→ **WORK REQUEST**: Only those lines from the one with "Label the frozen" through the last line of the material below should be output, each exactly as it appears.

→ **EXERCISE INPUTS**:
—————

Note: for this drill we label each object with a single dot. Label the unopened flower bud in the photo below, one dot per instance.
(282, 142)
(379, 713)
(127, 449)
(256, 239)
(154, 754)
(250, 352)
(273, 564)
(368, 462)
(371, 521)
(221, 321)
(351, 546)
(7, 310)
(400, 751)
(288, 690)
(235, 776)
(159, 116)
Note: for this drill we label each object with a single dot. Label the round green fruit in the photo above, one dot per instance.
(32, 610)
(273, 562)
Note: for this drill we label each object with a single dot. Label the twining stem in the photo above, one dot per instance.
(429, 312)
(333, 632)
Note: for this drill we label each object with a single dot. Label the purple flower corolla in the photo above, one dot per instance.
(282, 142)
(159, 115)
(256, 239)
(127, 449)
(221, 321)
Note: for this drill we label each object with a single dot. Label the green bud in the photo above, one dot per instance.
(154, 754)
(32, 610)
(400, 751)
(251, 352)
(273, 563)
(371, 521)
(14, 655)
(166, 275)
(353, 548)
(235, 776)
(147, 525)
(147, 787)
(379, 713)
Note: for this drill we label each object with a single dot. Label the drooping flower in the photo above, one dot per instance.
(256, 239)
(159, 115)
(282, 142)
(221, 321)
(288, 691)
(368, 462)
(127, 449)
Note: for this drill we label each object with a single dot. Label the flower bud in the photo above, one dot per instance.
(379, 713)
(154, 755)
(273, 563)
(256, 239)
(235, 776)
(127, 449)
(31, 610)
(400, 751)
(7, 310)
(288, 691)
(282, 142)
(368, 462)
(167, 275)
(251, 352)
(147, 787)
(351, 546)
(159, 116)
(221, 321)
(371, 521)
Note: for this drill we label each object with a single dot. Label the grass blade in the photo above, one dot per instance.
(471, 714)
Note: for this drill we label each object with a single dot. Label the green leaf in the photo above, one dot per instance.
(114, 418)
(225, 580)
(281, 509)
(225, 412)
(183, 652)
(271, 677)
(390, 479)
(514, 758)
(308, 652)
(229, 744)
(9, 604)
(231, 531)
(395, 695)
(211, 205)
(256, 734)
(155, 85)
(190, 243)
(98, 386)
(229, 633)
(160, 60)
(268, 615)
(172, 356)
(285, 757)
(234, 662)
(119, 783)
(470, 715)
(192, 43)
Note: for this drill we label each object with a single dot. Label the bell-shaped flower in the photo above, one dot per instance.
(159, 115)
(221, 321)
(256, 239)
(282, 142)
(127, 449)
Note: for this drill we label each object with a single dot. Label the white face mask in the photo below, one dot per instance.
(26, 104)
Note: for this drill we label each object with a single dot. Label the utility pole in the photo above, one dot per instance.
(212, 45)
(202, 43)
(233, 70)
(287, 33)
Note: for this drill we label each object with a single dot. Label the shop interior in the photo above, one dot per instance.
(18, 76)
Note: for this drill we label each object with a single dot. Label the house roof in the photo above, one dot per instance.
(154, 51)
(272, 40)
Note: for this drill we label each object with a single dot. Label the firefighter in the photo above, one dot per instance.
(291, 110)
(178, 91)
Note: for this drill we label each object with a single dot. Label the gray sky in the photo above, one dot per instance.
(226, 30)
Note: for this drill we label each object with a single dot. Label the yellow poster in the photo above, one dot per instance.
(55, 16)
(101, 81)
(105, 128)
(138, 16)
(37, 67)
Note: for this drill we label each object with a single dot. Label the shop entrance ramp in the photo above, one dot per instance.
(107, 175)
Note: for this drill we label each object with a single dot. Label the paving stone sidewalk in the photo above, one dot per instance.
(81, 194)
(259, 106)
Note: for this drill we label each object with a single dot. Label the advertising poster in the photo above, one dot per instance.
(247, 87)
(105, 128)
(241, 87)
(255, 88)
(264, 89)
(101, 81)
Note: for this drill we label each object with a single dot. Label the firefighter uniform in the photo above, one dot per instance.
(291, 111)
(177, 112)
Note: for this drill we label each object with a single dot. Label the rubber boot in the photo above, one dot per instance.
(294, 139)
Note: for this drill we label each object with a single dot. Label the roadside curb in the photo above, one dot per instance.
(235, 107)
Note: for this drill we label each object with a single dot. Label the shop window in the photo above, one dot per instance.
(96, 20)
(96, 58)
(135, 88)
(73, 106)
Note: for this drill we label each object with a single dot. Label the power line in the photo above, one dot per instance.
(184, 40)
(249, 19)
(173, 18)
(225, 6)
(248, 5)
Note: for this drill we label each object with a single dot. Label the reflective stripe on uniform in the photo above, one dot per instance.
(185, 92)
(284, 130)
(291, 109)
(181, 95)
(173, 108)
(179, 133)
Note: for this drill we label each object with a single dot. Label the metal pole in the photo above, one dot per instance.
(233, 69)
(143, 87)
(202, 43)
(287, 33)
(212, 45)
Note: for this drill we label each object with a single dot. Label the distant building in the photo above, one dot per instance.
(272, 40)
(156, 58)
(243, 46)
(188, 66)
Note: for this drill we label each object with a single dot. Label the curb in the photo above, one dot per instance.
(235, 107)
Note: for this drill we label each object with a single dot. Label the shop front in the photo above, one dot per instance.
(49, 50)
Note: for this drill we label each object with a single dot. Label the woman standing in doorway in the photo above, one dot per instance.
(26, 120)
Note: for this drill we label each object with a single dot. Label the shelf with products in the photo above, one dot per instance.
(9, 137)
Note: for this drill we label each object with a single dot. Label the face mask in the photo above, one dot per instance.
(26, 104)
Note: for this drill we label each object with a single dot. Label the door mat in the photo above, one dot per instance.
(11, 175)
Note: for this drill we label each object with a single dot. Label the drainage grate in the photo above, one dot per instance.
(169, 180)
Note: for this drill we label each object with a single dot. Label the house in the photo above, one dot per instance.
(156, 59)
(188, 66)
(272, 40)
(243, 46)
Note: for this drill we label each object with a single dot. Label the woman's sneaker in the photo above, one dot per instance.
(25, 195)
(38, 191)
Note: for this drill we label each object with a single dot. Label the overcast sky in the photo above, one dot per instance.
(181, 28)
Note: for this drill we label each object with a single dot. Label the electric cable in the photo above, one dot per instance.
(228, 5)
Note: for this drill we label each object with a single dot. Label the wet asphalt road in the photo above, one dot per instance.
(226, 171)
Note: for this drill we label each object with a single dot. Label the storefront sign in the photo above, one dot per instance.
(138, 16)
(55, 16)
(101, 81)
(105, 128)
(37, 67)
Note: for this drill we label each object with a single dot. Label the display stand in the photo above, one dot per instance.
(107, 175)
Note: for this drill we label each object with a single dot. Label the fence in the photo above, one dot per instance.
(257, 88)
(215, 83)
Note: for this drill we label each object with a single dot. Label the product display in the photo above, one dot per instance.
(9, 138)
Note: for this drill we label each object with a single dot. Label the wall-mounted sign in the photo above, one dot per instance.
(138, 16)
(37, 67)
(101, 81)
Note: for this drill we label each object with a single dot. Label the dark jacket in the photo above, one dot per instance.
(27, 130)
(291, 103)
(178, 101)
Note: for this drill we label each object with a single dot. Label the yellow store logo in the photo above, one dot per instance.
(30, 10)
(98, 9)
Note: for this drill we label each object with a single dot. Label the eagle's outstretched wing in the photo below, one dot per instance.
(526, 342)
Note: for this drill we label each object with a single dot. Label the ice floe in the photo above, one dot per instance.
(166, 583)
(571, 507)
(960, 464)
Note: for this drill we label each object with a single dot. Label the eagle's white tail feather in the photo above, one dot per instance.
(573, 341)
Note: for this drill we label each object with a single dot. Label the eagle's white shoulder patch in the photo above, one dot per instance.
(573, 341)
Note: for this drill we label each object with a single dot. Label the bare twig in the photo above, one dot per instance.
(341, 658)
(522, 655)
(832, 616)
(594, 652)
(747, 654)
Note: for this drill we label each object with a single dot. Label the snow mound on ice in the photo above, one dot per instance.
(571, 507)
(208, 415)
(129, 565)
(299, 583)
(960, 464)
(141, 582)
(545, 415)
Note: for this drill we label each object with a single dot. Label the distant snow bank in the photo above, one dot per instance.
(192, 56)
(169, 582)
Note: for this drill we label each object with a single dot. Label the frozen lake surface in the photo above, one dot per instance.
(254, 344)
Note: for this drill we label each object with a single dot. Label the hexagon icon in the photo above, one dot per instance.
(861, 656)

—————

→ **RESPONSE TO THIS EXERCISE**:
Note: for this drill we label each object with a single dot. Label the frozen lake surface in the photo above, one dot per instance.
(254, 344)
Note: for this drill we label each object with a single dot. Label the hexagon icon in the photo above, one dot per instance.
(861, 656)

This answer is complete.